## DIRECTION:
Copy every one of the items below word for word, keeping each line in its original order.
-------- GIVEN INFORMATION
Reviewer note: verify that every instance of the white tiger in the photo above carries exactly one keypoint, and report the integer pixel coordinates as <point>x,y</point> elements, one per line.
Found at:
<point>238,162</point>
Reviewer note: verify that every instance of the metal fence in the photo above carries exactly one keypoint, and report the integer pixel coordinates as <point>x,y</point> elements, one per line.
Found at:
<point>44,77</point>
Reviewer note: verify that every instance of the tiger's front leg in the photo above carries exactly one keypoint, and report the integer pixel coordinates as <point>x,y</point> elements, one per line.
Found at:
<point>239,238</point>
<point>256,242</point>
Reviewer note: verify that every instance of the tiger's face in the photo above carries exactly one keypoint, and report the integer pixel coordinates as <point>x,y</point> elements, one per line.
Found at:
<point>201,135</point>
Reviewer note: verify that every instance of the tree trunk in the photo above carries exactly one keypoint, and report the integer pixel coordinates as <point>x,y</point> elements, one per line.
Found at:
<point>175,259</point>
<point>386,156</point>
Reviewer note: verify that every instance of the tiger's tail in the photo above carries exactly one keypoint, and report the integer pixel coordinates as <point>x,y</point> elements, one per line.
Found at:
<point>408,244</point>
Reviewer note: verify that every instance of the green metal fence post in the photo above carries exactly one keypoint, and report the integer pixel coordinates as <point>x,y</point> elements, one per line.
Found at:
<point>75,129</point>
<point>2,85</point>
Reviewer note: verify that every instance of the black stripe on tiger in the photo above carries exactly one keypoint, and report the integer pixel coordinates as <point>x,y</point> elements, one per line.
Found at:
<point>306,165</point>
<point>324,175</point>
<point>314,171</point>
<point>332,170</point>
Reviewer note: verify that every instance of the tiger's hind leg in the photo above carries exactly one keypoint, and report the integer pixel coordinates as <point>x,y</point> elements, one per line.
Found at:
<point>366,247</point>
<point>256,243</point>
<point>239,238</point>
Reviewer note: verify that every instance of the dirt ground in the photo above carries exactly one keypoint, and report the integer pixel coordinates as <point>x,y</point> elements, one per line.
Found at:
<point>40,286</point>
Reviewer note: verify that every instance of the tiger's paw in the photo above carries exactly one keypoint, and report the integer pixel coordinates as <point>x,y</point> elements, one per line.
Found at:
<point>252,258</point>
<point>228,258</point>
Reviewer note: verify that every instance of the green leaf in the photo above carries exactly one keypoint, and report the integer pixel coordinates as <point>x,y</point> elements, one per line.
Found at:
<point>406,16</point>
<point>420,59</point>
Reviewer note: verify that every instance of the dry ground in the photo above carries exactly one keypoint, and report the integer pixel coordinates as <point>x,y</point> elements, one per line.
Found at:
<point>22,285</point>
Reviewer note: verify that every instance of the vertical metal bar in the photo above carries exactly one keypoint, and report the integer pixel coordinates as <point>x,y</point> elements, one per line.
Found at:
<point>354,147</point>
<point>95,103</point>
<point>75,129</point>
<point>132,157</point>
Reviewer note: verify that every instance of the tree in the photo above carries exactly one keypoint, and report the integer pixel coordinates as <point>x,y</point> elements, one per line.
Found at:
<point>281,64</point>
----------------
## EXERCISE OUTPUT:
Reviewer note: verify that every instance of the white tiger in the photo above carries exactly one keypoint, and report the integer pixel coordinates as <point>x,y</point> elements, one per line.
Found at:
<point>238,162</point>
Reviewer note: verify that every instance of the metal fence in the photo above carries exactly one keypoint, and report the integer pixel coordinates as <point>x,y</point> elements, one per line.
Found at:
<point>44,77</point>
Reviewer note: verify that every instance of the tiger's front leg in the photo above carries exactly one keypoint, and report the integer pixel coordinates as <point>x,y</point> elements, one per line.
Found at:
<point>239,238</point>
<point>256,242</point>
Reviewer note: verify that every instance of the tiger's face in the photo above carries exactly one keypoint, and report the integer pixel coordinates as <point>x,y</point> elements, one per line.
Found at:
<point>201,135</point>
Reviewer note: verify that every instance of the tree trunk in the photo above carries exactly one keypoint, and report the integer pixel coordinates as <point>x,y</point> elements, one per line.
Found at:
<point>175,259</point>
<point>386,156</point>
Reviewer note: verify that every instance of the tiger's tail in the photo above carries exactly one keypoint, and report the integer pixel coordinates as <point>x,y</point> elements, one per line.
Found at:
<point>408,244</point>
Reviewer note: verify that every instance of the green metal fence post in the photo above carries exactly one keypoint, and report the integer pixel coordinates as <point>x,y</point> elements, one per line.
Found at:
<point>75,129</point>
<point>2,85</point>
Reviewer note: verify that every instance of the black stripe on tiger in the photo above carries exactly one keypoint, and report the integer pixel coordinates as <point>x,y</point> elements, one per line.
Found at:
<point>306,165</point>
<point>324,175</point>
<point>314,171</point>
<point>332,170</point>
Reviewer note: verify that every instance of the tiger's hind leg in the photo above carries exactly one keypoint, and report the integer pixel coordinates as <point>x,y</point> elements, one per line.
Found at:
<point>366,247</point>
<point>256,243</point>
<point>239,238</point>
Reviewer note: verify that every instance of the dirt ground in the photo above carries exactly one keypoint, and report the integer pixel coordinates as <point>x,y</point> elements, one per line.
Found at:
<point>40,286</point>
Reviewer note: verify that every instance of the tiger's paw in the photo above carries exactly one keypoint, and report the integer pixel coordinates as <point>x,y</point> elements, one per line.
Found at:
<point>252,258</point>
<point>228,258</point>
Reviewer note: verify that every instance of the green leaf in the photo above carries exactly one keypoint, and report the integer pixel coordinates as <point>x,y</point> elements, one per line.
Found at:
<point>406,16</point>
<point>420,59</point>
Reviewer note: verify that every instance of the dry ground in the photo above carries exactly one keypoint, and report the integer pixel coordinates as <point>x,y</point> elements, one per line.
Found at:
<point>22,285</point>
Reviewer note: verify that every instance of the vertical metal bar in the photo above carries exactly one keypoint, and report the integer pixel coordinates as <point>x,y</point> elements, one per line.
Found at:
<point>354,147</point>
<point>95,103</point>
<point>75,129</point>
<point>132,157</point>
Reviewer note: verify that every instance of the tree in the photo above carries exactly one keypoint, and report the integer pixel coordinates as <point>x,y</point> elements, one per line.
Found at:
<point>281,64</point>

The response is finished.